━━━ DATA SECTION
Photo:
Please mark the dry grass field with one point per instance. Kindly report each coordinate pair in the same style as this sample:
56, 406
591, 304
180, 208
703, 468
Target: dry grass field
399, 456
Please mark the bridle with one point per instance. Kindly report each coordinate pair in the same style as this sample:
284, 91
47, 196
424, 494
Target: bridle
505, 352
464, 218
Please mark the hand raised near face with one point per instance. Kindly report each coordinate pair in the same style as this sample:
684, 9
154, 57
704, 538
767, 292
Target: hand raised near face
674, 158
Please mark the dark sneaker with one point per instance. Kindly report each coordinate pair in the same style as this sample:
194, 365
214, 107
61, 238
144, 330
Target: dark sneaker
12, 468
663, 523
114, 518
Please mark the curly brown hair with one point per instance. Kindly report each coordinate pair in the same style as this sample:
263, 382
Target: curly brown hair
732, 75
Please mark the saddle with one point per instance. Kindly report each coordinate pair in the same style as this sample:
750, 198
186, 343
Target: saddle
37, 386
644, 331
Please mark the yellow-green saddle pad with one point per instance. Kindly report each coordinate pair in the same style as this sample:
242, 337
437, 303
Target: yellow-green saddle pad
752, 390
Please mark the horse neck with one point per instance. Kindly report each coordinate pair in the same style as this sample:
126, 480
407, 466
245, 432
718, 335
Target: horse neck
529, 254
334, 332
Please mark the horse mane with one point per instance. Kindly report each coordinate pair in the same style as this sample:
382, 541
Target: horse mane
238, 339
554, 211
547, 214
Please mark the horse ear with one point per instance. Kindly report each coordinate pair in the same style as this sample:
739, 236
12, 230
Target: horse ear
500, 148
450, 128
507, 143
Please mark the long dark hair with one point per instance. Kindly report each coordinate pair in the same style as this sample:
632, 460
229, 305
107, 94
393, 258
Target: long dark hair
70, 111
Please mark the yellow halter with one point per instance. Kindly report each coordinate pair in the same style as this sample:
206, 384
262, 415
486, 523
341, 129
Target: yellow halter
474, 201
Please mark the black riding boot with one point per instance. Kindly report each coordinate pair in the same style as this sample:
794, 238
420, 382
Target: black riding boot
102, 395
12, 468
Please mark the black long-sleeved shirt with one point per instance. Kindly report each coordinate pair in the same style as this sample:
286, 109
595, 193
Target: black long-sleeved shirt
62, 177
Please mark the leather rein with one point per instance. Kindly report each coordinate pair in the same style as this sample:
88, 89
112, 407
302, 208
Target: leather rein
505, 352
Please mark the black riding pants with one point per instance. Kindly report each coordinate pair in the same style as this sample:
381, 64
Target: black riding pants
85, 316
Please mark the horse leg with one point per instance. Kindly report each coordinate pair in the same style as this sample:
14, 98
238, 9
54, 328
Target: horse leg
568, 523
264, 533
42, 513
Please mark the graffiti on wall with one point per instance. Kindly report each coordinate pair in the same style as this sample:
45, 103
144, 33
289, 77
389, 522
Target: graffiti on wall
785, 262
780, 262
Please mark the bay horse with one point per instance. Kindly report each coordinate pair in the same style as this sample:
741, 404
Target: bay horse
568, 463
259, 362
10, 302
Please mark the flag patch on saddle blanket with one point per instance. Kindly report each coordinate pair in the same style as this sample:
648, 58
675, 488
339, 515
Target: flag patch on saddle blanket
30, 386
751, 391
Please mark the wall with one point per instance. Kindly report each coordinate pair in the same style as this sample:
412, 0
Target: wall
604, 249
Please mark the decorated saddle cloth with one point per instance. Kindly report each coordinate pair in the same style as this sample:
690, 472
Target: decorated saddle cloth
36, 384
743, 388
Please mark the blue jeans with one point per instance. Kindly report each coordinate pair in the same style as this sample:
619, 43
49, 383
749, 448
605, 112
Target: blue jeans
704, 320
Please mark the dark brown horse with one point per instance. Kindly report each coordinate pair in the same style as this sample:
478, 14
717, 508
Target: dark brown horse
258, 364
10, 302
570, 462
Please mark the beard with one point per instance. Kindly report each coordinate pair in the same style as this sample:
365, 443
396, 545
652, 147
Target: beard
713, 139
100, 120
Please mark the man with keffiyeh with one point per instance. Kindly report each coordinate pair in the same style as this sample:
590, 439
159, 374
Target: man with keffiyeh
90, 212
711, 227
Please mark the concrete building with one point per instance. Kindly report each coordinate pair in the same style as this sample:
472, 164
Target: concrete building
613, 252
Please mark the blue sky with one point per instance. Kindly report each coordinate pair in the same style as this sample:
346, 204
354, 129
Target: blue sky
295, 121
━━━━━━
AIM OF THE TASK: Write the entries again, exactly as they stand.

SOLUTION BELOW:
Photo:
Please mark the dry grass field with one point per instance. Kindly report each coordinate pair in the same style as this sample:
56, 406
591, 304
180, 208
703, 468
Target: dry grass field
399, 456
Please mark the bridle with one point per instance. Kindly report each coordinate pair in the same style as this sample:
284, 91
47, 196
424, 494
Target: bridle
505, 352
464, 218
Please mark the hand raised near face with one point per instance. Kindly report each coordinate pair in the same style as this sample:
684, 9
154, 57
704, 538
767, 292
Target: hand raised near face
674, 158
Please mark the dark sneaker with one point per instance. Kindly report each coordinate pair in the same style as this sample:
194, 365
214, 107
61, 238
144, 330
Target: dark sneaker
12, 468
663, 523
114, 518
Please mark the curly brown hair with one point per instance. Kindly report each coordinate pair in the same style as this sample:
263, 382
Target: curly brown hair
732, 75
Please mark the saddle with one point per instance. Kindly report each coordinate pair in the same style as this sample:
750, 198
186, 343
Target: saddle
37, 386
644, 331
Please mark the yellow-green saddle pad with one point per instance. Kindly report each coordinate pair in the same style as this sample:
242, 337
437, 303
Target: yellow-green saddle pad
752, 390
Please mark the horse neck with one point per instance. Kindly report each coordinate pair in the same style as this sample:
126, 480
407, 466
245, 432
718, 335
Target: horse neck
529, 254
334, 332
Please mark the horse mane with one point per instance. Kindly report each coordinate pair in the same style as this sample:
382, 541
Target: horse mane
238, 339
554, 211
547, 214
Please mark the horse ear with one point per instance. Kindly report each coordinate pair in the same style as this sample:
739, 236
12, 230
Target: horse ear
500, 148
450, 128
507, 143
Please mark the long dark hair with one point per instance. Kindly report each coordinate pair in the same style as this sample:
632, 460
229, 305
107, 94
393, 258
Target: long dark hair
70, 111
Please mark the yellow halter with one point per instance. Kindly report each coordinate pair in the same style as this sample:
206, 384
262, 415
486, 523
341, 129
Target: yellow halter
474, 201
Please mark the black riding boot with one point per instance. Kindly report each coordinate pair in the same style as this sample:
794, 238
420, 382
Target: black riding boot
102, 395
12, 468
Please mark the black long-sleeved shirt with one point per instance. Kindly report each coordinate pair in the same style as this sample:
286, 109
595, 193
Target: black long-sleeved shirt
62, 177
Please mark the leather rein with one point per instance. Kindly report each coordinate pair in the same style as this sample:
88, 89
112, 407
302, 208
Target: leather rein
505, 352
Please mark the black riding pants with one point per instance. Kindly report each coordinate pair in the same style as this sample:
381, 64
Target: black riding pants
85, 316
Please mark the horse leg with one point per instance. Kindly report each coordinate pair in the same style as this sample:
14, 98
238, 9
54, 328
Target: horse leg
568, 523
264, 533
42, 513
Please mark the graffiti on wall with one point per instance. Kindly report each coordinate pair in the same style as this sample:
45, 103
144, 33
289, 77
389, 522
Target: graffiti on wall
785, 262
780, 262
Please mark the bay horse with one point per instance. Kindly report each coordinate pair in the same style as this sample:
741, 404
Target: bay horse
568, 463
259, 362
10, 302
Please mark the flag patch on saddle blanket with one point per instance. Kindly report each coordinate pair in the same style as this sample:
648, 58
675, 488
339, 515
Target: flag patch on saddle blanket
30, 386
751, 391
Please mark the wall with one point per instance. Kindly report each coordinate pair in the same style as this sample:
412, 0
Target: wall
604, 249
Please mark the decorated saddle cloth with one point per instance. Kindly report each coordinate pair in the same style as this sample:
690, 472
Target: decorated saddle cloth
36, 384
743, 388
Please mark the blue jeans with one point per instance. Kindly report each coordinate pair in the same style as this sample:
619, 43
49, 383
749, 448
605, 112
Target: blue jeans
704, 320
Please mark the dark brown horse with one point per instance. Kindly report each coordinate pair in the same style as this sample:
478, 14
717, 508
Target: dark brown horse
258, 364
10, 302
570, 462
Please mark the beard with one point per instance. Kindly report each coordinate pair in the same style as this sample:
365, 443
396, 545
652, 147
Target: beard
713, 139
100, 120
Please mark the man with keffiyeh with one point per instance. Kindly report each coordinate pair in the same style as this sample:
590, 439
159, 374
Target: man with keffiyeh
90, 212
711, 227
Please mark the concrete building with one point per instance. Kindly report each coordinate pair in the same style as this sample:
472, 164
Target: concrete building
613, 252
Please mark the blue sky with one point per instance. Kindly report each coordinate pair in the same style as this sample:
346, 204
354, 129
Target: blue sky
295, 121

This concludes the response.